### DIRECTIONS
Every record that follows must be returned word for word.

--

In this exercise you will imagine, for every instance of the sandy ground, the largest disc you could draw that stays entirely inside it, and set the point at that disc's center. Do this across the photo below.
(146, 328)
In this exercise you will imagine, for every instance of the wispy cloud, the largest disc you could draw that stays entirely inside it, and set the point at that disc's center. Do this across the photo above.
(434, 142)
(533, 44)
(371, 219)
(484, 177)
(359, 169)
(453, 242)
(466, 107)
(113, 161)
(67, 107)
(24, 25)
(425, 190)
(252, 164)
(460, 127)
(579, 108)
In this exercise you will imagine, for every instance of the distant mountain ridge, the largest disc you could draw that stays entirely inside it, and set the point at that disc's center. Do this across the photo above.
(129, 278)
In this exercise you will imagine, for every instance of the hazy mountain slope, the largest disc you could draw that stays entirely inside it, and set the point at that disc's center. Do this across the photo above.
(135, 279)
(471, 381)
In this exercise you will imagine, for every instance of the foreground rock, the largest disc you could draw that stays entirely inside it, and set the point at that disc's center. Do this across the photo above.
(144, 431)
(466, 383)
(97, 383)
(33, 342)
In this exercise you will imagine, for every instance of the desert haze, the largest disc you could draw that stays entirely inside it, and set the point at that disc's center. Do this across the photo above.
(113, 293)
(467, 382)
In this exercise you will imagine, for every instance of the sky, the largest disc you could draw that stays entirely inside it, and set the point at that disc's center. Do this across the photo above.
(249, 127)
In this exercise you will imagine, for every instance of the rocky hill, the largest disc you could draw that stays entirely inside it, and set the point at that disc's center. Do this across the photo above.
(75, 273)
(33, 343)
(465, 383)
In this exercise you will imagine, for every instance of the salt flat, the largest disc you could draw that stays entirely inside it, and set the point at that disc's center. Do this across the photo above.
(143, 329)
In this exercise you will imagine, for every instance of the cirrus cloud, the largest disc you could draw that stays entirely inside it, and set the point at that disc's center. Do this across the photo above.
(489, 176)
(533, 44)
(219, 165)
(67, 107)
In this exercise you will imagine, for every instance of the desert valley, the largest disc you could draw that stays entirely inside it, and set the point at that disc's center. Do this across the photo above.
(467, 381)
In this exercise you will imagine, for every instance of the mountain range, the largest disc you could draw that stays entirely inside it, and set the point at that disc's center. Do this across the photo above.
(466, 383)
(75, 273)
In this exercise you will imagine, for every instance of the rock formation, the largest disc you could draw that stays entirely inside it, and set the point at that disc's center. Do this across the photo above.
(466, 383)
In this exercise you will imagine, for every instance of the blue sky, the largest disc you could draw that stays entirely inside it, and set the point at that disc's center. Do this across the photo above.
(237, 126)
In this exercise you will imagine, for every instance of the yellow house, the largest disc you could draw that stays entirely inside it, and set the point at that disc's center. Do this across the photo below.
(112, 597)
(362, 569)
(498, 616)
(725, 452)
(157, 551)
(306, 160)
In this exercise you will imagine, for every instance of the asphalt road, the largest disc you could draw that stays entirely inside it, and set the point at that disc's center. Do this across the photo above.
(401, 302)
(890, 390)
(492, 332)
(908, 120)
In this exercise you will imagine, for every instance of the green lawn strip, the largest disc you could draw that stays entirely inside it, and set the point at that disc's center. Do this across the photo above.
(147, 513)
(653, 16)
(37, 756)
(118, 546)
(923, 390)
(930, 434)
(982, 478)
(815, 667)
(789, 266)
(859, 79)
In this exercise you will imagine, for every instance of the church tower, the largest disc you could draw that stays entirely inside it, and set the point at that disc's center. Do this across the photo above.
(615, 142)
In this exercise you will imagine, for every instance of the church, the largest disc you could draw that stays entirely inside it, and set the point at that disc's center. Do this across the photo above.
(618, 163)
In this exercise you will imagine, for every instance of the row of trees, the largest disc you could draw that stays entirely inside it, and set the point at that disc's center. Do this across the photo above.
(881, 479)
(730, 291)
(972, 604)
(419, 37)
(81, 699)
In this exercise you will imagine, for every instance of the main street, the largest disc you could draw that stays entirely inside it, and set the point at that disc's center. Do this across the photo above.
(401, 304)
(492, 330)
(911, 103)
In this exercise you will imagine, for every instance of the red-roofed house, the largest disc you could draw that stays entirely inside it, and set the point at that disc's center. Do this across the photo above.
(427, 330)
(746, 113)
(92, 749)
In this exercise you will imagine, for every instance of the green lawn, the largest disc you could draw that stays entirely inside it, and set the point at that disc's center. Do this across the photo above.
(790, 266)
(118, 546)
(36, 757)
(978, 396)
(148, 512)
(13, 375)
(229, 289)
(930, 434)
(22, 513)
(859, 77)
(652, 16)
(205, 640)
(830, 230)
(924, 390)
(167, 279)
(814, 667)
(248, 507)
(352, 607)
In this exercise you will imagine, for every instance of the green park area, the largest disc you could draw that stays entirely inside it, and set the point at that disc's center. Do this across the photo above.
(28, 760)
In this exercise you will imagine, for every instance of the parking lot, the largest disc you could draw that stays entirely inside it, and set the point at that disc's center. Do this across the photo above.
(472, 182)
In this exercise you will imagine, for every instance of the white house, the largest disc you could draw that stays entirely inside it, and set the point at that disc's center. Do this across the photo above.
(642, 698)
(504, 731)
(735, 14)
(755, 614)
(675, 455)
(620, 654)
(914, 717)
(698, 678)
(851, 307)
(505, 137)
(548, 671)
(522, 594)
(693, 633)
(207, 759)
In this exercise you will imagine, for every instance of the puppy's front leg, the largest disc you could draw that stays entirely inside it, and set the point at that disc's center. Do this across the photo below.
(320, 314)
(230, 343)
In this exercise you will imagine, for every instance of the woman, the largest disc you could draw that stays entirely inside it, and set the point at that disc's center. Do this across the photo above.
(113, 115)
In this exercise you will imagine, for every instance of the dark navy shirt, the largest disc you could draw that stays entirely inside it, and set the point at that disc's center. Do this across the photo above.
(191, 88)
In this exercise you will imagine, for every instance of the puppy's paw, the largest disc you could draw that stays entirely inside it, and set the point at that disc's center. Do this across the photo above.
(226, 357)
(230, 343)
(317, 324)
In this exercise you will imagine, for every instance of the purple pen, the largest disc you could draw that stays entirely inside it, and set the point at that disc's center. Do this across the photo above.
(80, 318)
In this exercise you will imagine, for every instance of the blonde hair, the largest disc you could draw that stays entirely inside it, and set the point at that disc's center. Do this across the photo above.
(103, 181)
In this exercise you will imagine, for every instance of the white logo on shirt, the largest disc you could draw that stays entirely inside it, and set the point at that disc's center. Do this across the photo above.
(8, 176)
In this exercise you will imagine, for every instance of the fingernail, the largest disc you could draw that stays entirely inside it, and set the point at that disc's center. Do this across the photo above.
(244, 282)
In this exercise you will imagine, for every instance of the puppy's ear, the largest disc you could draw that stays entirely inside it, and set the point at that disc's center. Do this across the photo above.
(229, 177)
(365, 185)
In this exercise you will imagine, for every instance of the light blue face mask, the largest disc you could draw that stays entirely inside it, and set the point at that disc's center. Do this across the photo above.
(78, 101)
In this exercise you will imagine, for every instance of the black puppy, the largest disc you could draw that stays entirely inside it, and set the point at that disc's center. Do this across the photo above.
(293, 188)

--

### SOLUTION TO THIS TASK
In this exercise you will imagine, for every instance of the sandy ground, the largest disc you could draw that stays entirely inside it, and set the point at that disc's center. Do this across the photo below.
(146, 328)
In this exercise you will imagine, for every instance of the wispy cloud, the largest disc you could draw that stays entirely inside it, and set the point at that disc's center. Do this across the photo above.
(434, 142)
(533, 44)
(371, 219)
(484, 177)
(359, 169)
(453, 242)
(466, 107)
(113, 161)
(67, 107)
(24, 25)
(425, 190)
(252, 164)
(460, 127)
(579, 108)
In this exercise you will imagine, for every instance of the distant mountain ridge, the largest disc you could draw that stays entirely inside it, and set the point at that disc's center. Do this across the photo above.
(129, 278)
In this exercise you will imagine, for every instance of the hazy mountain slope, the largest disc you could draw that stays entirely inside it, and set the point at that disc's center. Do this across the photo above.
(135, 279)
(471, 381)
In this exercise you will imagine, for every instance of the foreground rock, the largest disc you could draw that stays entirely inside it, and set the point at that disc's center. Do this across the photo above.
(144, 431)
(466, 383)
(97, 383)
(33, 342)
In this exercise you will imagine, for every instance of the desert haze, the largest disc you could draw that stays entirely inside it, and set the point at that disc's center. Do this across the photo above.
(113, 293)
(467, 382)
In this exercise you will imagine, for every instance of the sky, the largest disc you could draw that stays entirely inside it, and set the point at that disc's center. Do this across the photo above.
(249, 127)
In this exercise you will imagine, for every instance of the rocky hill, the largest disc you could draw that stays entirely inside it, and set the point at that disc's center. Do this across the photo above.
(75, 273)
(33, 343)
(465, 383)
In this exercise you will imagine, for every instance of the salt flat, the largest disc you could draw that stays entirely inside it, and set the point at that disc's center. Do this across the photo above.
(143, 329)
In this exercise you will imagine, for every instance of the cirrus cloud, the largest disc you could draw that stays entirely inside it, and set the point at that disc's center. Do this across the photo above.
(489, 176)
(533, 44)
(219, 165)
(67, 107)
In this exercise you will imagine, for every instance of the desert valley, the largest disc you could draw that stays entirely inside it, and set the point at that disc's center. Do this across the photo above.
(467, 381)
In this exercise you will imagine, for every instance of the mountain range, the largest disc you could draw that stays entirely inside it, and set the point at that disc's center. Do this across the photo above.
(466, 383)
(75, 273)
In this exercise you will imagine, for every instance of the rock formation, the largest disc you could draw that stays entirely inside it, and set the point at that disc's center. Do this across the photo above.
(466, 383)
In this exercise you will imagine, for every instance of the blue sky, the largest disc you could draw that stays entirely inside it, and set the point at that disc's center. Do this across the photo above.
(237, 126)
In this exercise you will imagine, for every instance of the yellow house, the largest disc you could draw that stays entirely inside it, and set the point at that disc's center. Do this across the photo below.
(112, 597)
(362, 569)
(498, 616)
(725, 452)
(157, 551)
(306, 160)
In this exercise you will imagine, for every instance of the asphalt road, the largest disc you could draw that stays entirely inside it, and set the point at that disc's center. Do this across the photo above.
(401, 302)
(890, 390)
(492, 332)
(908, 120)
In this exercise you will imagine, for every instance of the green lawn strip, the largest disc you could draw that stays entirely inside it, and set the point at that disc's center. Do this across the photo above.
(147, 513)
(653, 16)
(37, 756)
(118, 546)
(923, 390)
(930, 434)
(982, 478)
(815, 667)
(789, 266)
(859, 79)
In this exercise you will imagine, for every instance of the church tower, the largest disc you could draw that stays entirely inside it, and set the point at that disc's center. Do this across the photo above.
(615, 142)
In this exercise you will imagine, for every instance of the church, the largest disc you could draw that stays entirely inside it, and set the point at that disc's center. Do this across the photo above.
(618, 163)
In this exercise you will imagine, for every instance of the row of trees, the largest disc you could draw that stays entirely inside it, and set the point at that disc's center. Do this across the photo above.
(881, 479)
(730, 291)
(972, 604)
(419, 37)
(81, 699)
In this exercise you will imagine, for every instance of the main street, the largest disc you could draw that stays entirely inside it, and set the point at that disc's center. Do this across the photo above.
(401, 304)
(492, 330)
(911, 103)
In this exercise you will imagine, for every instance of the red-roofed house, the largest disc you could draw that stays entirely inside it, and set the point at that disc's center. Do this across the photo above.
(427, 330)
(746, 113)
(92, 749)
In this exercise you will imagine, for every instance of the green lawn, the largest disc you could draw that stays entirely inside it, and set the point at that disc's center. Do this across the photo above.
(790, 266)
(118, 546)
(36, 757)
(978, 396)
(148, 512)
(13, 375)
(229, 289)
(930, 434)
(22, 513)
(859, 77)
(652, 16)
(205, 640)
(830, 230)
(924, 390)
(167, 279)
(814, 667)
(248, 507)
(352, 607)
In this exercise you will imagine, for every instance of the green park area, the largest disc you could draw that stays entirely inside it, and set the point at that disc's center. Do this across the photo above.
(28, 760)
In this exercise you will imagine, for every instance of the parking lot, the largest disc you could draw that stays entirely inside it, and set the point at that disc's center. Do this across the photo above.
(472, 182)
In this exercise you will imagine, for every instance of the white house, the largest disc you could draw that stays entirely inside it, and set the point at that disc's center. Do this across the photo above.
(642, 698)
(504, 731)
(735, 14)
(755, 614)
(675, 455)
(620, 654)
(914, 717)
(698, 678)
(851, 307)
(505, 137)
(548, 671)
(522, 594)
(693, 633)
(207, 759)
In this exercise you will imagine, for every instance of the puppy's front leg, the largest disc you could draw that stays entirely inside it, and set the point at that disc's center. Do this across the photo below.
(320, 314)
(230, 343)
In this exercise you will imagine, for every instance of the woman, the largest disc you could draw that stays entirely inside it, and set the point at that disc's center. Do this across the photo above.
(113, 115)
In this exercise you will imagine, for every instance of the dark navy shirt, the largest disc you could draw that stays entirely inside it, and set the point at that disc's center. Do this across the photo above.
(191, 88)
In this exercise you will imagine, for every instance of the puppy's paw, the largest disc you could draw that stays entirely inside it, and set the point at that disc's center. Do this across the photo above.
(226, 357)
(230, 343)
(317, 324)
In this exercise you will imagine, for every instance of the purple pen, the largest disc you could draw that stays entirely inside it, and set the point at that disc's center. Do this across the photo above.
(80, 318)
In this exercise you will imagine, for every instance of the blonde hair, the largest disc you could draw that stays entirely inside it, and set the point at that disc's center. Do this across the photo above.
(103, 181)
In this exercise you will imagine, for every instance of the white logo on shirt, the largest disc you could draw that stays entirely inside it, and set the point at that disc's center. Do this across the photo above.
(8, 176)
In this exercise you will imagine, for every instance of the fingernail, the largest disc you could draw that stays entirely inside it, and set the point at that disc's center. Do this across the photo above.
(244, 282)
In this exercise you will imagine, for every instance of the puppy's ear, the largest disc you could draw that stays entirely inside it, and set the point at that disc's center. Do this across the photo above.
(229, 177)
(365, 185)
In this exercise you will imagine, for every instance of the light blue face mask, the largest disc you could draw that stays entirely inside it, and set the point at that disc's center. Do this across the photo above.
(78, 101)
In this exercise you will imagine, for every instance of the black puppy, the largest disc you could draw that stays entirely inside it, and set the point at that disc's center. Do this across the photo above.
(293, 188)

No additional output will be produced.